Provided text below:

How White America Controlled the US Presidential Election

“Not My President.” These three words have been entering the daily conversations of the American public since November 9, when Republican nominee Donald J. Trump was declared the next President of the United States. Discontent with the ascension of an individual that has consistently exhibited racist, xenophobic, and overall bigoted behavior, thousands of Americans have taken to the streets, claiming that the result of this democratic election was not representative of the people’s will.

At the same time, another story has been making its way around the country; Secretary Hillary Clinton is taking the popular vote by 1,439,123, according to David Wasserman of the Cook Political Report, with that number rising daily. By the standards of almost every other liberal democratic jurisdiction in the world, Hillary Clinton won the presidency. The American people, simply put, chose Hillary Clinton. She is not the President-elect, however, because America participates in the Electoral College.

End of Provided text.

__Required action A__. According to the article on the 2016 US presidential election, by how many votes was Hillary Clinton leading the popular vote?
__Required action B__. Continue the article about the 2016 US presidential election and the Electoral College from its last sentence.

Record excerpts below:

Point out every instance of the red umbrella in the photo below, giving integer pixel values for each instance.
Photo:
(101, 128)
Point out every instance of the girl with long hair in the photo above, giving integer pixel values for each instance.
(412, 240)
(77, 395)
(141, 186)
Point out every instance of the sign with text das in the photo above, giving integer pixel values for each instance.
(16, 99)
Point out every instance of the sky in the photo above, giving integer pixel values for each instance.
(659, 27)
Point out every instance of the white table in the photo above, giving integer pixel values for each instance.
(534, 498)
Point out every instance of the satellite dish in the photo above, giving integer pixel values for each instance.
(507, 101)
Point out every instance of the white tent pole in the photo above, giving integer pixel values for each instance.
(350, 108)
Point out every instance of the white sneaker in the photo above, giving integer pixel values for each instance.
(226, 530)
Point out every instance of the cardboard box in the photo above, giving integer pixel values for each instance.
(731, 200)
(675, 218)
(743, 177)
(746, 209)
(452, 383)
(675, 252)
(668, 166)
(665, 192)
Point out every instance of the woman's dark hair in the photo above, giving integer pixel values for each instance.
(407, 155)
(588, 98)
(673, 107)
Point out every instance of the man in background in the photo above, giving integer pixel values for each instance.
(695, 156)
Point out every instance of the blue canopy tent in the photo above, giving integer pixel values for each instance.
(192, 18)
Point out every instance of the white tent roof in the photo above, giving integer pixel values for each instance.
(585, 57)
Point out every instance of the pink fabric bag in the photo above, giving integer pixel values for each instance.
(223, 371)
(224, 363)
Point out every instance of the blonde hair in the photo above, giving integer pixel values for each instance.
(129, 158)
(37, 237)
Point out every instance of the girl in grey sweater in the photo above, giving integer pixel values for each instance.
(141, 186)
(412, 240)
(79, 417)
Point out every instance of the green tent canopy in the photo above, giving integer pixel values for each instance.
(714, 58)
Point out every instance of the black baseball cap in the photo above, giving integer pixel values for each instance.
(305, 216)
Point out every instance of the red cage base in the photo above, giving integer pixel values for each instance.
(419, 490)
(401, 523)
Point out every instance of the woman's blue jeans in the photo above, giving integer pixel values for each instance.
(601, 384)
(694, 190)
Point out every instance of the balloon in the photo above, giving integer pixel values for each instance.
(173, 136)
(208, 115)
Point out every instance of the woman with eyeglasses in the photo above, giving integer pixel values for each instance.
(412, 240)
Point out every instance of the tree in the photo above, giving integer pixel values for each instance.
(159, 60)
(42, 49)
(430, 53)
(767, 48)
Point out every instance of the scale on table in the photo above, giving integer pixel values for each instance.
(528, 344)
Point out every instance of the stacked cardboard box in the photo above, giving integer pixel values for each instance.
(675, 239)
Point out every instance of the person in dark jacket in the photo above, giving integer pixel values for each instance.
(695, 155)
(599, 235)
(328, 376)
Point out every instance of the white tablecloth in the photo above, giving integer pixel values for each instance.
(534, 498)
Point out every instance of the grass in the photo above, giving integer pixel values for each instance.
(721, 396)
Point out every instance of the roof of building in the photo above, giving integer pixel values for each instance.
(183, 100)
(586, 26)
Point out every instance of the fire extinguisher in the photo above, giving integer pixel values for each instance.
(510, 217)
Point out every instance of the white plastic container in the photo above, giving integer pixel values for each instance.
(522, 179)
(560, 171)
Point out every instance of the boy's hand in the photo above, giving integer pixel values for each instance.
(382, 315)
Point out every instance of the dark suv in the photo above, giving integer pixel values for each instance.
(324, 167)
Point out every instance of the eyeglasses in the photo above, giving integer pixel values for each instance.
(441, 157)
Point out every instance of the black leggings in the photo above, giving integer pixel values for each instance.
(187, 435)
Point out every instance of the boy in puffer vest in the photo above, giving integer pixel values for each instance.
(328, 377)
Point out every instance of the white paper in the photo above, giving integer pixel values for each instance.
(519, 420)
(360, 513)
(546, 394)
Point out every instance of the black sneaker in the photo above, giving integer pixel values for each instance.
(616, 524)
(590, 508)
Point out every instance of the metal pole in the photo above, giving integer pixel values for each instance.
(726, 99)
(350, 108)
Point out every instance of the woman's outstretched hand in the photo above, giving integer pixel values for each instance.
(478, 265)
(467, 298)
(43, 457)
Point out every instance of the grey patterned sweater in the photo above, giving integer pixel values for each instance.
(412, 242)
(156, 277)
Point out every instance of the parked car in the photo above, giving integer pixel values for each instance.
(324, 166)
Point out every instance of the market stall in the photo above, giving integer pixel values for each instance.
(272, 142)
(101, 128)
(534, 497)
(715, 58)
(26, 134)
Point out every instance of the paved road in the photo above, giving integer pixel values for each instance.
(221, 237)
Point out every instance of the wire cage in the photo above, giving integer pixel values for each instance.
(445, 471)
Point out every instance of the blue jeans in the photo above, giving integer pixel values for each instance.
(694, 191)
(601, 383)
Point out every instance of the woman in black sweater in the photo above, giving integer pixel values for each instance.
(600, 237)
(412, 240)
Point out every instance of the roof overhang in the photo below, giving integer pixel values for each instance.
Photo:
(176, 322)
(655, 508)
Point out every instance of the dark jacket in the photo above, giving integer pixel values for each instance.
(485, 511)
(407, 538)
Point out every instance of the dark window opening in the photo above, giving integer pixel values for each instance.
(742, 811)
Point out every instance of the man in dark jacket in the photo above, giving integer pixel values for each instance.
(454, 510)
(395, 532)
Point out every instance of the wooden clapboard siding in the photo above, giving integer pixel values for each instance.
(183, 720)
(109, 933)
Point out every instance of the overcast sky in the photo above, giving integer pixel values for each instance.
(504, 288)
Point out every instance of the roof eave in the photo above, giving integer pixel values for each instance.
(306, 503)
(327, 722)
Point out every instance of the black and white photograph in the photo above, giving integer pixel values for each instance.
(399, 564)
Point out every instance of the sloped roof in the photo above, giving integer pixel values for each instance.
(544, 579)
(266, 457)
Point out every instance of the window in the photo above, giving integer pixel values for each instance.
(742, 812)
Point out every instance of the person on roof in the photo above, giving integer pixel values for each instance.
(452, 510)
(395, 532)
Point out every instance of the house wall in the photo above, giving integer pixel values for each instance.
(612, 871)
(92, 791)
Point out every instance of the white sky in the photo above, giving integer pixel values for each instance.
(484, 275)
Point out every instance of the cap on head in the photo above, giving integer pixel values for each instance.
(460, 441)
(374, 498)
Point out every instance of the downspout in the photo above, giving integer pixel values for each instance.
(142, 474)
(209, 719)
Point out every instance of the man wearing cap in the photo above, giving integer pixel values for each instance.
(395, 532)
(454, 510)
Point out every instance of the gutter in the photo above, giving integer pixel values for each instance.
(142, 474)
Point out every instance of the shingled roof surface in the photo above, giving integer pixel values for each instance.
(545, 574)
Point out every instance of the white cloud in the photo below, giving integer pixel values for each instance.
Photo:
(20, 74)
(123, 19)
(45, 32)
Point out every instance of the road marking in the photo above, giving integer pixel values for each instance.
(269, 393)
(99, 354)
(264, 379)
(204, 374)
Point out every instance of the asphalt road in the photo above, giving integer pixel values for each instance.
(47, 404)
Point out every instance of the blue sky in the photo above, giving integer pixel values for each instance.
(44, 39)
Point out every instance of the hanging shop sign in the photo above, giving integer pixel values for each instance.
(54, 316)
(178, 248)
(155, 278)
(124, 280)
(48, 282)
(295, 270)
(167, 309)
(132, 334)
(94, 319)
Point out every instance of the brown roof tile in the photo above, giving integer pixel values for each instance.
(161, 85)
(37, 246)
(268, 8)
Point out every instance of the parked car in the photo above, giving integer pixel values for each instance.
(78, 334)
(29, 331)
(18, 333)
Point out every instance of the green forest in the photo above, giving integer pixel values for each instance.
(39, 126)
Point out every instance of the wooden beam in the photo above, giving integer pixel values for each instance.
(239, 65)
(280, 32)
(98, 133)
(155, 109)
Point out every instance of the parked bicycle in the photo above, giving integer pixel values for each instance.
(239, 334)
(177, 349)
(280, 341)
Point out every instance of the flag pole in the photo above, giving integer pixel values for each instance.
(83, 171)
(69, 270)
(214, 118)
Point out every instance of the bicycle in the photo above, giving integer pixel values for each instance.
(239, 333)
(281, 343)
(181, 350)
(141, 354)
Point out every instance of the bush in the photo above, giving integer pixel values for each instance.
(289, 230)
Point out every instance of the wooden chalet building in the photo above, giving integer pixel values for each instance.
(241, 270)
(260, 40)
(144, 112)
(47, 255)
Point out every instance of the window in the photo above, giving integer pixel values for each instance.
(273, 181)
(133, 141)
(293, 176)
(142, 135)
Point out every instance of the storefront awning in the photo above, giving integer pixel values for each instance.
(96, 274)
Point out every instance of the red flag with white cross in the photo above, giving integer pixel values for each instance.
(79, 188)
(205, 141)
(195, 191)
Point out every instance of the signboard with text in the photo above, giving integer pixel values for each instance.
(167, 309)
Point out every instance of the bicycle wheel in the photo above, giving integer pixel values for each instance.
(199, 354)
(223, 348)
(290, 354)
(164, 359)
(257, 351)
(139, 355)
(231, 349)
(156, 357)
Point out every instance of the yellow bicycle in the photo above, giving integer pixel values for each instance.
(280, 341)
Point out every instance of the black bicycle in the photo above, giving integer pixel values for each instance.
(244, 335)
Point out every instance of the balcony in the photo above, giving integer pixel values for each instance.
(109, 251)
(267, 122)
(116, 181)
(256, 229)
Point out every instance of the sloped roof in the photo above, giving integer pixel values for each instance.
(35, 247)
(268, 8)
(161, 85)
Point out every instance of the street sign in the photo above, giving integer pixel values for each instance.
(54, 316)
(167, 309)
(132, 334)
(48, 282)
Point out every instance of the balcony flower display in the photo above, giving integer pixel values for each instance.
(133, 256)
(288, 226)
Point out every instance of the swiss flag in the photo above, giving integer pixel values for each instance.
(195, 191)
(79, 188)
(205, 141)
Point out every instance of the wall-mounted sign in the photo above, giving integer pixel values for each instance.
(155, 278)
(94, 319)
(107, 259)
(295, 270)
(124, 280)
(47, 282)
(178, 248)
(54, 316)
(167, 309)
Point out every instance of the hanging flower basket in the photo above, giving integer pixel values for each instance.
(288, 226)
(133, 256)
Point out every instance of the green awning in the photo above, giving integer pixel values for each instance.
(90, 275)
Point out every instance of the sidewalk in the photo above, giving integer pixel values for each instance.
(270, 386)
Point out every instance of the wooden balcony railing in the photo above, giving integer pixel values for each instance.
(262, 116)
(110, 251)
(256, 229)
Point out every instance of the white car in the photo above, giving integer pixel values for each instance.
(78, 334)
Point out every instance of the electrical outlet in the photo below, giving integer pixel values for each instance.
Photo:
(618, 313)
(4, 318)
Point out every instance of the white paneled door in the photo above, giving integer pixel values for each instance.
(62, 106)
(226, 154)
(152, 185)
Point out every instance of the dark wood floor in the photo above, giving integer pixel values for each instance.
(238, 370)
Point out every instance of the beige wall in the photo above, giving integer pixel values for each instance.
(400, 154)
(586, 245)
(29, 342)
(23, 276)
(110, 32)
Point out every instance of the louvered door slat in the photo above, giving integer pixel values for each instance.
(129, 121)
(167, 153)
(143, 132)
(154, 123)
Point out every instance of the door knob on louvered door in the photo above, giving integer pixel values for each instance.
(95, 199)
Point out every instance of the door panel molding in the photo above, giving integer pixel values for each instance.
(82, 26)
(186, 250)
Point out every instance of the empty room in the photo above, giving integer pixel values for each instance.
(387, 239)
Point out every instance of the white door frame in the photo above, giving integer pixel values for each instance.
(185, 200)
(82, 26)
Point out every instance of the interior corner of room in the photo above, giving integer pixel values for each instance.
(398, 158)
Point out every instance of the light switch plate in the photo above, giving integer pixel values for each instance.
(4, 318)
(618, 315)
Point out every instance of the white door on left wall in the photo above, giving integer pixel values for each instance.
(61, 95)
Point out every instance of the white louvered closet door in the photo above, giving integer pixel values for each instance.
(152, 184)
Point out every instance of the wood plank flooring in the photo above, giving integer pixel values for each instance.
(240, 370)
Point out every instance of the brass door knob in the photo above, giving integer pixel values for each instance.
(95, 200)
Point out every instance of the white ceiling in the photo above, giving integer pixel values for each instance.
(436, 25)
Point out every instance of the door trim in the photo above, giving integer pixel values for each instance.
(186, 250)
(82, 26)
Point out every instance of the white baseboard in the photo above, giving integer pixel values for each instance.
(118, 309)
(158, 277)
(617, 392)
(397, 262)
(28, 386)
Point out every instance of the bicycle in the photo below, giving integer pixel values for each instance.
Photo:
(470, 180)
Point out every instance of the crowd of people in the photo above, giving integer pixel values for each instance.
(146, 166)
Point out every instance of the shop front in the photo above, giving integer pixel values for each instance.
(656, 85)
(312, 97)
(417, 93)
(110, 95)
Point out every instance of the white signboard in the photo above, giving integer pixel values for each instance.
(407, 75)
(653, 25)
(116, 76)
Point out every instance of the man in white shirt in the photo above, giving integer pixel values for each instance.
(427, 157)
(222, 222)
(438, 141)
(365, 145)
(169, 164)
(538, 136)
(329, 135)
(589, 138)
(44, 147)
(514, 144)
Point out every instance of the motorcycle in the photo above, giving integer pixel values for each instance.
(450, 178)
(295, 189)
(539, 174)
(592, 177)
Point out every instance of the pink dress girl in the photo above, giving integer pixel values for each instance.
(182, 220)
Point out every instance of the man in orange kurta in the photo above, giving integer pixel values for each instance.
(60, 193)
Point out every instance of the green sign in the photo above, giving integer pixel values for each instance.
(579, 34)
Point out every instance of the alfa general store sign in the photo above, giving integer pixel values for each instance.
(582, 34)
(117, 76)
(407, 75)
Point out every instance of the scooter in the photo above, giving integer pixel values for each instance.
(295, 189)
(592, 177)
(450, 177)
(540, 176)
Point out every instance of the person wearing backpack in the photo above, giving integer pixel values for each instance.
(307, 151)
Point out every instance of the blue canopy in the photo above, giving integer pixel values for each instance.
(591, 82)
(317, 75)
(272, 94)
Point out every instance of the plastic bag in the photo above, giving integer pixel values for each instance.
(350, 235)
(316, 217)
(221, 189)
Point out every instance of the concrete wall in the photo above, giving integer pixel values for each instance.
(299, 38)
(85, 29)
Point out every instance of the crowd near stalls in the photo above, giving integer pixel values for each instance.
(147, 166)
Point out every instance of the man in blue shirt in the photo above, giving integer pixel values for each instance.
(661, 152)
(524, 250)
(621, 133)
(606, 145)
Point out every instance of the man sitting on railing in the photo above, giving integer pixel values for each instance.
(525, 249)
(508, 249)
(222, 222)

End of Record excerpts.

__Task result A__. 1,439,123 votes

__Task result B__.
This is only the fifth time in American history that the elected President did not win the popular vote. This rare phenomenon, thus, allows us as a collective to question the legitimacy of America’s Electoral College system. With this examination, it is clear that the Electoral College propagates a system that upholds a certain white supremacy within the United States. In this sense, the term “white supremacy” is used to describe the dominance of white influence in the United States, versus its colloquial reference to racism and bigotry.

Protestors outside of Trump Hotel in Washington DC, by Lorie Shaull

It is perhaps best to explain the Electoral College’s faults by looking at the system’s genesis. James Madison recounted the mass deliberation between the delegates in choosing a method for the election of the new head of their government every term. Within this deliberation, the Electoral College addressed two main imperatives, one of which was to bolster the interests of slaveholders. Southern states had an enormous number of slaves that contributed to population size but could not vote. The Electoral College system would thus give the South extra clout in Presidential elections. At its heart, the current presidential election system was designed to push forward a white agenda and disenfranchise those who did not fit that label.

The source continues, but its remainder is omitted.